This field fucking sucked. Who's coming in 2020?

Paul Ryan.

And honestly while Kasich isn't good-looking, he actually had a pretty good shot of beating her if he had been nominated.
 
Yes, the article saying it's been pretty much the same thing for 9 years shows that while it's exciting to have a first BLANK president, in the case of Obama the first multi-racial african-american identifying president, in the possible case of Clinton, first female president, it's been going on too long.

Having her as the first just isn't exciting.

Not that pics for such an important positions should be done on hype, but still... it's kinda of a meh-pick to many at this point.

Carson could have been our first real black president, amirite :(

To be fair, she doesn't really inspire much does she? I mean yeah it'd be great for the US to break that gender barrier, but Hillary just sounds like more of the same old same old you guys have had for years. She's 100% establishment.

Information shown —
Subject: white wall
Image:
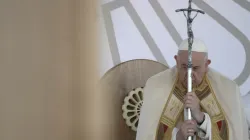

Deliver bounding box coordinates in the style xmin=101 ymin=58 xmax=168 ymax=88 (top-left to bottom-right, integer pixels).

Instruction —
Extend the comment thread about the presidential candidates, beginning after its final comment.

Exercise output —
How did you look at that picture and then immediately write this post in response? You could not have missed the point any more spectacularly.
 
This is exactly how my wife feels. She's 36, self identifies as a feminist and loves the idea of a female president, just not Clinton. As she says it, shes tired of having Bush's and Clinton's in office. She's going to vote for her anyway, because of Trump. As am I, but neither of us are happy about it.

Also her dad cheated on her mom so i think there's definitely an element of how can Hillary stay with Bill after his cheating bs.
 
My main concern when voting for a country's leader would be "would they do a good job" as opposed to "is it an exciting and daring pick".
 
Her campaign slipped and told the truth a few months ago: young women take where we are for granted.

Go back just a few decades, and we were debating the constitutionality of contraception bans, for chrissakes. And a segment of the GOP base keeps that hope alive. I'm sure the Santorums out there would still love to see Griswold overturned.

They've come of age in a time where the culture wars have begun to swing decisively, so they don't have fond memories of the Christian Coalition, or Anita Bryant, Ralph Reed, Focus on the Family, etc..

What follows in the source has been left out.